▶ _TASK TO COMPLETE_
Arrange every line of the rows below as a numbered list, omitting blank lines and leaving out the pictures.

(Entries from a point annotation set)
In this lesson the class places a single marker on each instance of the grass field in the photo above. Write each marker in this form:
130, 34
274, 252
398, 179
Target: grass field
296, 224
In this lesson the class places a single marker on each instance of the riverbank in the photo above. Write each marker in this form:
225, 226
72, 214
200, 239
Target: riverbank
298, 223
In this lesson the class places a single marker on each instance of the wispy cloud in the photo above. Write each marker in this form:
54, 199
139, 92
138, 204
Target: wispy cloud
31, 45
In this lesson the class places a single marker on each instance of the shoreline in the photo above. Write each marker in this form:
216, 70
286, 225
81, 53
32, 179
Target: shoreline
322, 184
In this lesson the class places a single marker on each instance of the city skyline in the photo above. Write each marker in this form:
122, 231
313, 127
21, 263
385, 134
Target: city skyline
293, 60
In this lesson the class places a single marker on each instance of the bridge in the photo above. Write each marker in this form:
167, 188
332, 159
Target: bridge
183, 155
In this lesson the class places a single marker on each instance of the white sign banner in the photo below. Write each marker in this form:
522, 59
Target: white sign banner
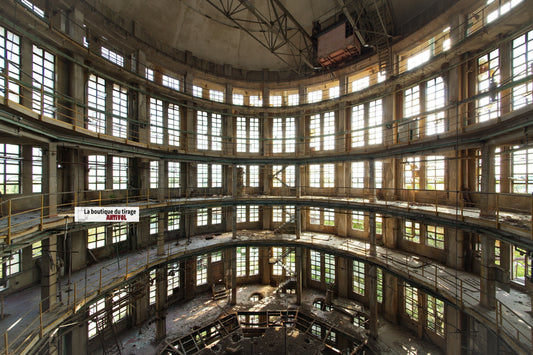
106, 214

▶ _COMPLETED EXERCISE_
1. In this lesson the class places a single marker on each instance of the grass field in the photo above. Write each marker in this form:
2. 130, 34
3. 274, 252
4. 398, 179
5. Target: grass field
6. 296, 224
7. In this lesson the class places a single marker on each instance of the riverbank in the photo above. Write each marker in this form:
8. 225, 226
9. 72, 214
10. 200, 239
11. Target: riverbank
12. 298, 223
13. In this lesson the class places a single marker on each instance of the wispy cloud in the photo above. Write each marker in this form:
14. 54, 199
15. 139, 92
16. 138, 204
17. Target: wispy cloud
18. 31, 45
19. In this lesson the class places a single marker on each instance of the shoreline in the photo above. Write each marker in this form:
20. 216, 70
21. 286, 225
22. 81, 53
23. 32, 179
24. Target: shoreline
25. 322, 184
26. In this lesson the class places a single marker on each instance of the city skyline in the photo above. Write each marker in this form:
27. 122, 231
28. 313, 127
29. 21, 263
30. 385, 134
31. Target: city skyline
32. 293, 60
33. In this lesson the class places a single marker on each instance of the bridge in the photo above. Write each marker in this form:
34. 167, 188
35. 332, 159
36. Target: bridge
37. 183, 155
38. In this lesson the class places a single marker on each instance of the white sign banner in the photo below. Write each marker in this form:
39. 522, 59
40. Target: white sign banner
41. 106, 214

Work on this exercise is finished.